What this task involves:
Print nothing but the lines below starting at the line that holds "Would you kindly mark the hanging" and ending at the line that holds "Would you kindly mark the metal", including both, each exactly as written.

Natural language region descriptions

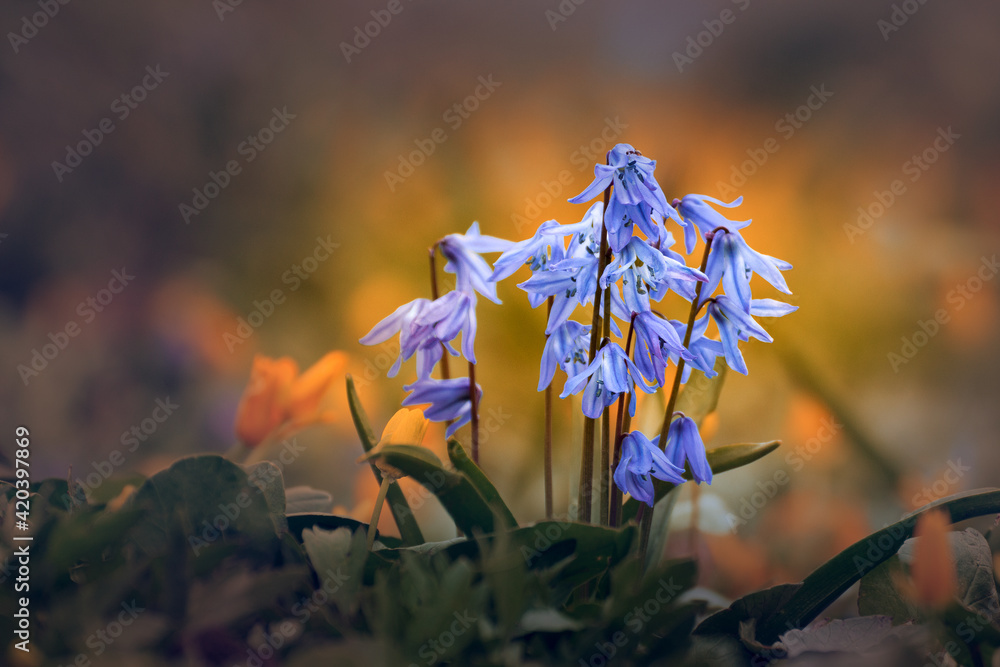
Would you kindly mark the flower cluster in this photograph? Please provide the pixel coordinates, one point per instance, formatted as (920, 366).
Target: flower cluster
(639, 270)
(621, 254)
(427, 328)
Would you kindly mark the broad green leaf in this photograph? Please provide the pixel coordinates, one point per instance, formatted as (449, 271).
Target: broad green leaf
(838, 574)
(395, 499)
(467, 467)
(269, 481)
(720, 459)
(467, 507)
(974, 567)
(878, 596)
(338, 558)
(203, 500)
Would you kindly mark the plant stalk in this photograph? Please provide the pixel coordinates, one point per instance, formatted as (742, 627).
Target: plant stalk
(548, 441)
(587, 464)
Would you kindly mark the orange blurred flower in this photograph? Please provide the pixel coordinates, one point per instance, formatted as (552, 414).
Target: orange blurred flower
(278, 400)
(933, 568)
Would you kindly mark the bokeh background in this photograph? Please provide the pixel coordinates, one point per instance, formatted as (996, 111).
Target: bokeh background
(700, 86)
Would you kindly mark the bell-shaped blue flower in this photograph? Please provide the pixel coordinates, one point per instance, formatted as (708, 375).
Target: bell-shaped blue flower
(684, 445)
(640, 460)
(567, 348)
(732, 262)
(734, 324)
(655, 336)
(547, 245)
(471, 271)
(644, 268)
(700, 217)
(632, 174)
(608, 376)
(704, 351)
(424, 326)
(448, 399)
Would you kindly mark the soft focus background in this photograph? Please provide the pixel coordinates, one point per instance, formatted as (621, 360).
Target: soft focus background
(704, 88)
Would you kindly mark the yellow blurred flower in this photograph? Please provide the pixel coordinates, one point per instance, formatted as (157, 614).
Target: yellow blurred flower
(933, 568)
(278, 400)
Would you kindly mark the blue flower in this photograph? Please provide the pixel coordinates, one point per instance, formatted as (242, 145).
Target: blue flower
(403, 322)
(547, 245)
(424, 326)
(640, 459)
(567, 348)
(700, 217)
(734, 325)
(704, 351)
(733, 263)
(653, 336)
(471, 271)
(684, 445)
(632, 174)
(608, 376)
(622, 219)
(644, 269)
(445, 318)
(571, 281)
(449, 399)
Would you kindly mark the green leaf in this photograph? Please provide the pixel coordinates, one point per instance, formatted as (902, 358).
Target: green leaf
(297, 523)
(838, 574)
(204, 500)
(269, 481)
(338, 558)
(409, 530)
(720, 459)
(878, 596)
(467, 507)
(483, 485)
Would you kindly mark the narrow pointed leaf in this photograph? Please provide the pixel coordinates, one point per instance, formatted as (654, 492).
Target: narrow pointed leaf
(830, 580)
(409, 530)
(457, 494)
(467, 467)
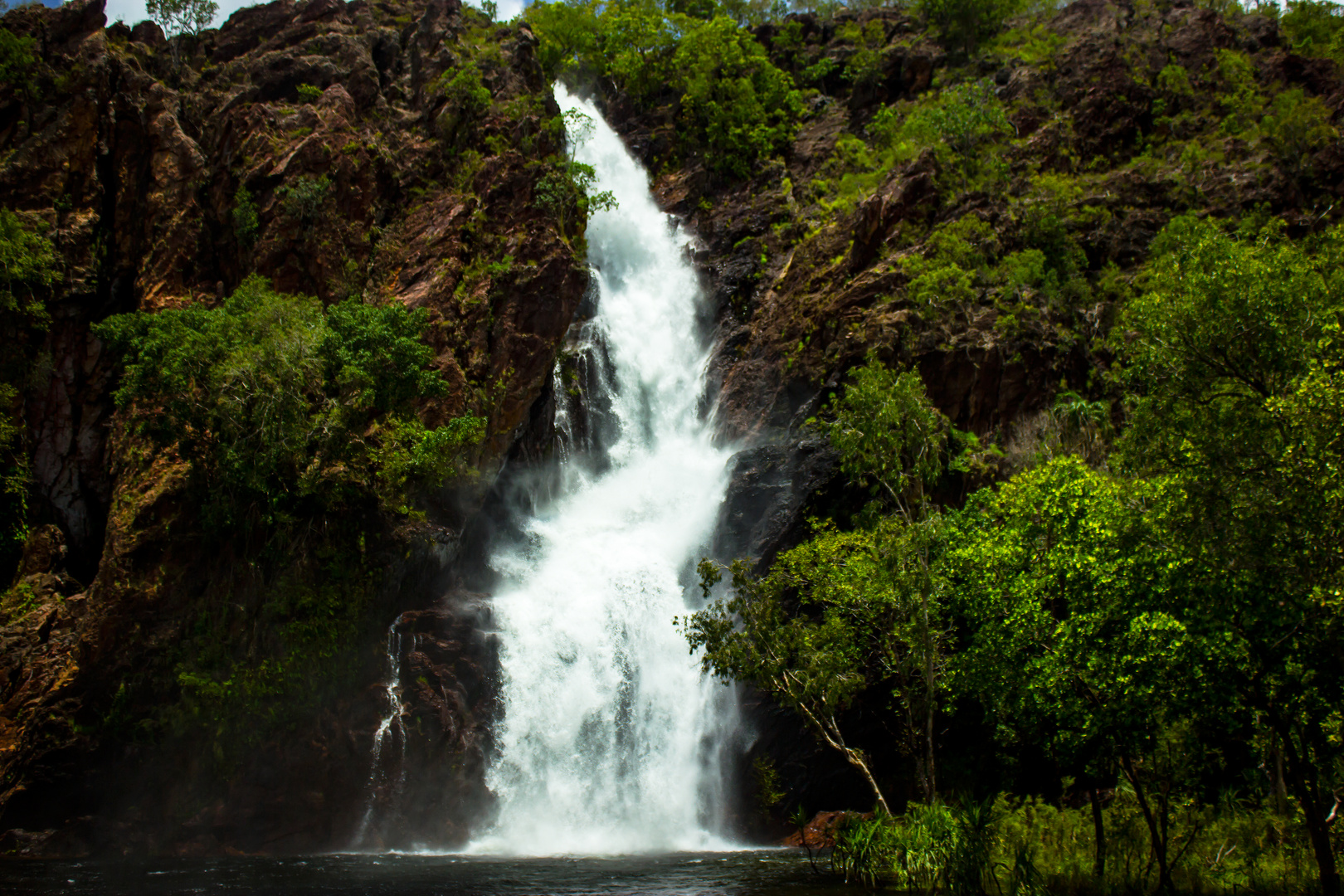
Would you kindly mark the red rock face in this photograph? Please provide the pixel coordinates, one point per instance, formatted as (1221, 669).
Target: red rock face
(134, 164)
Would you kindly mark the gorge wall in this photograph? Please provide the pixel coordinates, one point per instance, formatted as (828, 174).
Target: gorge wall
(132, 153)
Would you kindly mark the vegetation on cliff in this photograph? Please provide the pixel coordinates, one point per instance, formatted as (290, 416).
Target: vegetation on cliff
(1131, 590)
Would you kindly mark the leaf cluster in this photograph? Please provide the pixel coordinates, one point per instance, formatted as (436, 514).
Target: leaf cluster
(284, 409)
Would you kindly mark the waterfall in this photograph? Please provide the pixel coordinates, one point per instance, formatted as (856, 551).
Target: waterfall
(383, 782)
(611, 739)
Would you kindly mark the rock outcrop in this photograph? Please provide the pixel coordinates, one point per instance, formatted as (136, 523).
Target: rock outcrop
(319, 145)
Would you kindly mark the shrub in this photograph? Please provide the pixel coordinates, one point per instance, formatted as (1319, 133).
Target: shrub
(303, 199)
(737, 104)
(285, 410)
(1315, 28)
(965, 23)
(27, 270)
(246, 221)
(1296, 127)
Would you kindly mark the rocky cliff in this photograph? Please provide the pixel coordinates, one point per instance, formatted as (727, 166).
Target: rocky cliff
(992, 260)
(134, 156)
(1118, 117)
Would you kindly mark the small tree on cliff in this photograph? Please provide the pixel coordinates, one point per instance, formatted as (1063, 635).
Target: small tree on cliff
(182, 17)
(850, 610)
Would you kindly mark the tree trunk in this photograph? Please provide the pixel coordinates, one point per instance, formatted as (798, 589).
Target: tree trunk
(1301, 778)
(1155, 835)
(1098, 835)
(858, 762)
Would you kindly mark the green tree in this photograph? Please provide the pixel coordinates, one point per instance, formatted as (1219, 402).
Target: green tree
(182, 17)
(737, 104)
(1315, 27)
(286, 410)
(965, 23)
(1234, 366)
(304, 197)
(566, 191)
(1071, 635)
(1296, 127)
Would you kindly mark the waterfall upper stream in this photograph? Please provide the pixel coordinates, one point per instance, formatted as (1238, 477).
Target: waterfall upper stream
(611, 739)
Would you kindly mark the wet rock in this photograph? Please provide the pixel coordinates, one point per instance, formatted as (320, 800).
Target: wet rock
(767, 492)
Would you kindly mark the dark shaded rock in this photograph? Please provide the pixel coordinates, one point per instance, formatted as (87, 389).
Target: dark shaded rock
(771, 485)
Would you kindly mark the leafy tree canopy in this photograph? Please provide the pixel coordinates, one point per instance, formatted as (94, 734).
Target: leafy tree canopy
(285, 409)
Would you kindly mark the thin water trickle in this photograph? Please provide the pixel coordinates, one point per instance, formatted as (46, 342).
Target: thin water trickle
(611, 740)
(382, 781)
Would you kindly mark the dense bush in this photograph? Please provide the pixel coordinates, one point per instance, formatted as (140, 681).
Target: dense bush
(1161, 620)
(738, 105)
(285, 410)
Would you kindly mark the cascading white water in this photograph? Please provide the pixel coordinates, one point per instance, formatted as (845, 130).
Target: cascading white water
(611, 738)
(383, 781)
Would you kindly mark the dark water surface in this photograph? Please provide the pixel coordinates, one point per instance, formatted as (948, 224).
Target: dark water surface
(746, 874)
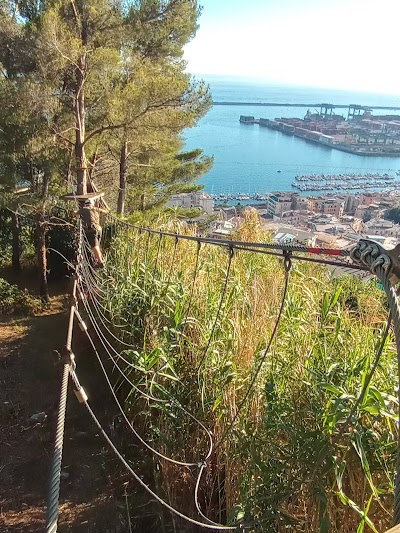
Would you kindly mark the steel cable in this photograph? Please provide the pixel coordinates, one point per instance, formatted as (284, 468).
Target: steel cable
(55, 469)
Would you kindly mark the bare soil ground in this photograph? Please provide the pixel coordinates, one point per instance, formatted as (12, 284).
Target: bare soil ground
(92, 488)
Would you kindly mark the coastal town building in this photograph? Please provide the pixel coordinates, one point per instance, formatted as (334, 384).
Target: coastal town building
(198, 200)
(327, 204)
(278, 203)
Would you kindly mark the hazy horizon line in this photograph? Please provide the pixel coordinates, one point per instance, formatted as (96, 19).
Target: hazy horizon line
(274, 83)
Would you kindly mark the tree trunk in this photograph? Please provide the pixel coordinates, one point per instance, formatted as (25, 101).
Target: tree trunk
(81, 166)
(16, 244)
(41, 253)
(123, 165)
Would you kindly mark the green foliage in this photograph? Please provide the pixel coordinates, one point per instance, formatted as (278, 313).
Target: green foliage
(292, 447)
(16, 301)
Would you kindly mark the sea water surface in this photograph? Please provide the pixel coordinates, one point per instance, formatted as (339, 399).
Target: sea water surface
(247, 158)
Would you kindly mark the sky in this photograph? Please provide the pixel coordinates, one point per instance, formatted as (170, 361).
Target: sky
(338, 44)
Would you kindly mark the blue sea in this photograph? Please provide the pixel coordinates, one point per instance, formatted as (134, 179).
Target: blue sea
(247, 158)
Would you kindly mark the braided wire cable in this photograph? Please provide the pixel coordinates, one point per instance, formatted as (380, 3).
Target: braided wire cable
(382, 265)
(55, 469)
(218, 527)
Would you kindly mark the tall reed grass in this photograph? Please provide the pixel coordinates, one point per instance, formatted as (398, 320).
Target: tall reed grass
(292, 461)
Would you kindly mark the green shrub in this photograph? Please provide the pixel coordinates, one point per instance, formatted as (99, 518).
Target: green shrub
(14, 300)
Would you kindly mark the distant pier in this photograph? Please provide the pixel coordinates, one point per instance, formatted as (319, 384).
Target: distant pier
(286, 104)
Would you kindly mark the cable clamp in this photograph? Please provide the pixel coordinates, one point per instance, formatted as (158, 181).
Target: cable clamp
(287, 254)
(81, 395)
(81, 322)
(373, 255)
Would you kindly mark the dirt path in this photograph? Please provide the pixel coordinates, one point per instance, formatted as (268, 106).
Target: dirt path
(91, 498)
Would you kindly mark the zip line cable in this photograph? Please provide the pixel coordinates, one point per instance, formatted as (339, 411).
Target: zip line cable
(144, 394)
(146, 487)
(89, 281)
(137, 435)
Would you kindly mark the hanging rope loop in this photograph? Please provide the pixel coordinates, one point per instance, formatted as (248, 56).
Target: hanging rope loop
(287, 263)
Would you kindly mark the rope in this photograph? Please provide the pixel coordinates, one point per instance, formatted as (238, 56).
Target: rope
(146, 487)
(55, 469)
(383, 266)
(234, 244)
(228, 270)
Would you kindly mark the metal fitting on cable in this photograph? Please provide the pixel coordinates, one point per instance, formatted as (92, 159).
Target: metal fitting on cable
(287, 254)
(373, 255)
(81, 395)
(81, 322)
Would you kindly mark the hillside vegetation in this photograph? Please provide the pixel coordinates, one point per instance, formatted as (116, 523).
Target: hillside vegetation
(292, 460)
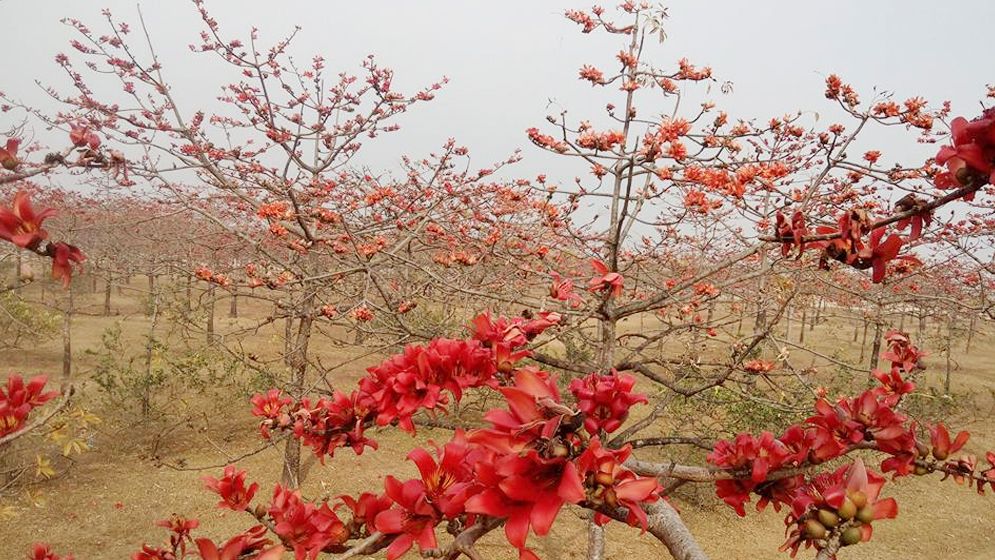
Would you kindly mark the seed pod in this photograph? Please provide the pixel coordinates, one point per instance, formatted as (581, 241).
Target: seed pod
(850, 536)
(848, 509)
(828, 518)
(865, 514)
(603, 478)
(859, 499)
(815, 530)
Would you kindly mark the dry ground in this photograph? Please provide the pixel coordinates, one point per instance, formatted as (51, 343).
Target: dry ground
(106, 504)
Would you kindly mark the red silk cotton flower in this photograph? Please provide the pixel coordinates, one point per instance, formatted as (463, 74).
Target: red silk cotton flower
(971, 160)
(21, 224)
(235, 495)
(605, 400)
(608, 281)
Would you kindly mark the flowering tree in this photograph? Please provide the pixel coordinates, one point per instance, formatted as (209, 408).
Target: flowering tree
(693, 211)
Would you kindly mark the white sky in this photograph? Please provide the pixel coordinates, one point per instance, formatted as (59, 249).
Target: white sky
(507, 60)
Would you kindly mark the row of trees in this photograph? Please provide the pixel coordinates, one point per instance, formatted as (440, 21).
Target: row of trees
(683, 223)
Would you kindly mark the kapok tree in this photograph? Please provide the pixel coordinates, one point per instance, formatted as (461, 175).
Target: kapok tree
(321, 240)
(690, 180)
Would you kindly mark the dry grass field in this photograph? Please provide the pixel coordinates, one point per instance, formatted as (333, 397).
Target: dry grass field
(105, 505)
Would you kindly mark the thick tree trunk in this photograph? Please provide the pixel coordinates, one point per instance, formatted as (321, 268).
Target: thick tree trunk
(108, 287)
(863, 341)
(189, 290)
(298, 364)
(949, 345)
(787, 323)
(801, 331)
(210, 314)
(970, 334)
(67, 340)
(876, 344)
(151, 279)
(147, 392)
(18, 268)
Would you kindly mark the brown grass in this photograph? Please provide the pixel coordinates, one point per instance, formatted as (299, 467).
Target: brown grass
(105, 505)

Task answer:
Would you kindly mark the hanging rope loop in this photograph? Please provide the pixel coordinates, one point per instance, formatted as (248, 56).
Target: hanging rope loop
(287, 263)
Would you kindly mark the rope in this photograph? Please provide the pixel coordinates, one point per instance, formatted as (238, 56).
Target: rope
(146, 487)
(55, 469)
(383, 266)
(234, 244)
(228, 270)
Would you kindly mark the metal fitting on cable in this photograph? Please provide the pixel coordinates, one point per instance, formatted as (92, 159).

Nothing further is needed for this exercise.